Copy out the listing below with each "Note to the class" changed to "Reminder for students" and nothing else altered. Omit the pictures.

Records
::::::::

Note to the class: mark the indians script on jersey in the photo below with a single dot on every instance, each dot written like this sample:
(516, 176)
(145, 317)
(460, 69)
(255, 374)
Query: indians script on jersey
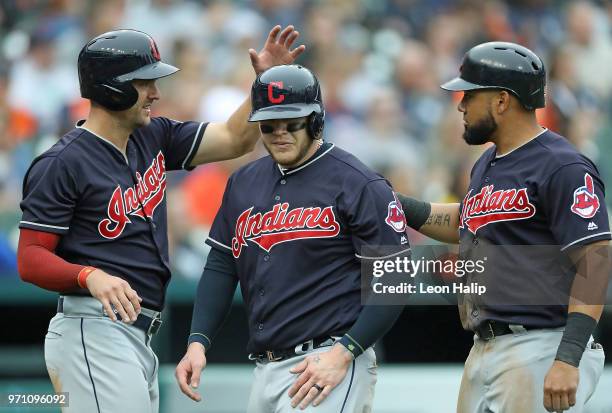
(489, 206)
(282, 224)
(149, 191)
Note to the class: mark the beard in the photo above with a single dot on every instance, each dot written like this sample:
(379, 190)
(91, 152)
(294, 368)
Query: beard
(290, 159)
(481, 132)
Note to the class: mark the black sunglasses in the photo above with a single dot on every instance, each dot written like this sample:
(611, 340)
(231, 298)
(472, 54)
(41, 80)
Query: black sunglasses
(291, 127)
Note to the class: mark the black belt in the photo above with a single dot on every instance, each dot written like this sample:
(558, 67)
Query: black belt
(287, 353)
(490, 329)
(147, 324)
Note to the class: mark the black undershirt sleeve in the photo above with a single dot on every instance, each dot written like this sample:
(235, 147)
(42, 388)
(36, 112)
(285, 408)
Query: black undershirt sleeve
(372, 324)
(213, 298)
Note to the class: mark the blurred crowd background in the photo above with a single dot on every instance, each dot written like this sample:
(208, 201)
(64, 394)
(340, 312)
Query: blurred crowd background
(380, 64)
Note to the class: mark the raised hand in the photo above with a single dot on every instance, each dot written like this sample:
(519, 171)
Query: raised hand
(277, 49)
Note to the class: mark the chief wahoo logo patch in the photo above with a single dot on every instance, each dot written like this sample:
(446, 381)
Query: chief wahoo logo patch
(586, 202)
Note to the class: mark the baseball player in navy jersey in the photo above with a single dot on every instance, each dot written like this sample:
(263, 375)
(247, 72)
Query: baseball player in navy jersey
(290, 231)
(94, 223)
(530, 188)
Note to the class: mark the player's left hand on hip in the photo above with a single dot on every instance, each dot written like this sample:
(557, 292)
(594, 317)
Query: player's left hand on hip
(560, 387)
(318, 373)
(277, 49)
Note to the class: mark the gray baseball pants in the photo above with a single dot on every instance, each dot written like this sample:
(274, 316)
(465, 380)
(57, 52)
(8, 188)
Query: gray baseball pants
(506, 374)
(272, 380)
(105, 366)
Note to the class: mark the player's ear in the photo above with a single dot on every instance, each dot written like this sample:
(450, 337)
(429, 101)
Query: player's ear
(501, 101)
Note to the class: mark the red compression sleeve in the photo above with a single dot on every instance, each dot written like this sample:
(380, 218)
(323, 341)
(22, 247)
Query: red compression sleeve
(38, 264)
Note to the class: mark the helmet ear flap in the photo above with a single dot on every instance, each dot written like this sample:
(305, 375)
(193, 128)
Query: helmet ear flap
(316, 122)
(115, 96)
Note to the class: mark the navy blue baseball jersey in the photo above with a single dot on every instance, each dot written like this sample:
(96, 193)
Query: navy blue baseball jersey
(110, 208)
(543, 193)
(296, 236)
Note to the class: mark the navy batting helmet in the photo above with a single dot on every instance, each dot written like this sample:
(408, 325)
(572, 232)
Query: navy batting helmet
(502, 65)
(109, 63)
(286, 92)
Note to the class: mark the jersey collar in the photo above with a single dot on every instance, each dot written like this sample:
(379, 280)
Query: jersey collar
(518, 147)
(322, 151)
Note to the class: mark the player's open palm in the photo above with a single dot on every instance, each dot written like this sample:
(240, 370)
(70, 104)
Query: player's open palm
(189, 369)
(319, 374)
(115, 294)
(560, 387)
(277, 49)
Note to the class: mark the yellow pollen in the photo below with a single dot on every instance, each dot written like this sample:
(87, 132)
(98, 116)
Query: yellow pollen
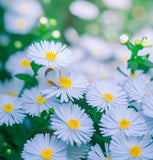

::::::::

_RESPONSE TO THIS EXERCISE:_
Reminder for students: mark the indians script on jersey in the photo below with a single dot on every instance, each dot written like this sample:
(516, 176)
(145, 317)
(460, 69)
(255, 374)
Query: indians script on jersey
(489, 206)
(282, 224)
(149, 191)
Reminder for students: mark the beard in the photo above with a single dot on every instance, each dot written like this sample:
(379, 190)
(91, 152)
(294, 368)
Query: beard
(290, 159)
(481, 132)
Reminder for students: mark the black sunglasses in the photo above with a single dot on every instance, each dot written like this sample:
(611, 340)
(231, 298)
(472, 54)
(41, 80)
Query: black sunglasses
(291, 127)
Reminder for students: mark the black belt in the photo above with a single dot on every instance, each dot written like this sample:
(558, 67)
Query: black belt
(287, 353)
(490, 329)
(147, 324)
Reminder for students: mark the black undershirt sleeve in the photo above with a single dot on every instance, each dot written like this sample:
(235, 147)
(42, 388)
(36, 112)
(285, 408)
Query: black undershirt sleeve
(372, 324)
(213, 298)
Reminder for students: mark the blurred crowd background in the photo above with a single dot on every instance, each dot written like this sample:
(208, 201)
(64, 394)
(340, 312)
Query: blurred crowd background
(380, 64)
Reminder for students: mark the raised hand in the photo above with a single dot on every instance, each dot written like this sample:
(519, 171)
Query: raised hand
(277, 49)
Reminder for students: mark the chief wahoo logo patch in the photo above with a single dot on every instance, each dot written like this sample:
(446, 381)
Query: chief wahoo logo patch
(586, 202)
Reminder for students: mark the baseball player in navy jersey in the photo above with a single dot on every instance, each dot written like this sample:
(263, 375)
(247, 72)
Query: baseball player in navy jersey
(290, 231)
(94, 223)
(530, 188)
Reminder for students: mark the player's left hand on hip in the photo above with a single dot on every instance, each dot written like this sample:
(557, 292)
(594, 317)
Query: player's left hand on hip
(560, 387)
(318, 373)
(277, 49)
Reminder for students: mark the gray baseball pants in the photo above with a single dot on every instance, each dot written like this sample:
(274, 316)
(465, 380)
(57, 52)
(8, 188)
Query: gray baseball pants
(506, 374)
(272, 380)
(105, 366)
Reminder for students: mark the player's ear in the photo above with a single dot on every instance, each dot written like this sample:
(450, 337)
(429, 101)
Query: player's ear
(501, 101)
Reminder for students: mark the red compression sleeve in the photo above with a single dot on every instance, each dot written like this sample:
(380, 218)
(323, 341)
(22, 247)
Query: red compression sleeve
(38, 264)
Reminder for students: mark the helmet ear flap in the photo above with a single dot on every instance, each dot written like this sample:
(305, 375)
(193, 128)
Query: helmet ear flap
(316, 122)
(115, 96)
Reminder for students: mark the navy blue baseball jersey in the photo above with a single dot on every instance, each dot written like this sample:
(96, 193)
Query: navy blue baseball jersey
(110, 208)
(543, 193)
(296, 236)
Reminder for students: mark the navy batting helmet in the photo above with a single dot on every instance, each dot written like this sample:
(408, 325)
(572, 232)
Query: navy batting helmet
(502, 65)
(109, 63)
(286, 92)
Reminder for students: mark the jersey collar in the photo above with a single dot on every instance, each dot written like this sample:
(379, 280)
Query: jersey collar
(518, 147)
(322, 151)
Reminder for students: mark the player's open palm in the photo above with a single dot on every instance, each dot written like this sample:
(240, 370)
(70, 104)
Query: player's open palm
(189, 369)
(319, 374)
(115, 294)
(560, 387)
(277, 49)
Reminder for students: mark the yellow pollen in the photo below with a single dot on every instance, each dot written like this sample:
(87, 132)
(98, 116)
Query: yellow pollen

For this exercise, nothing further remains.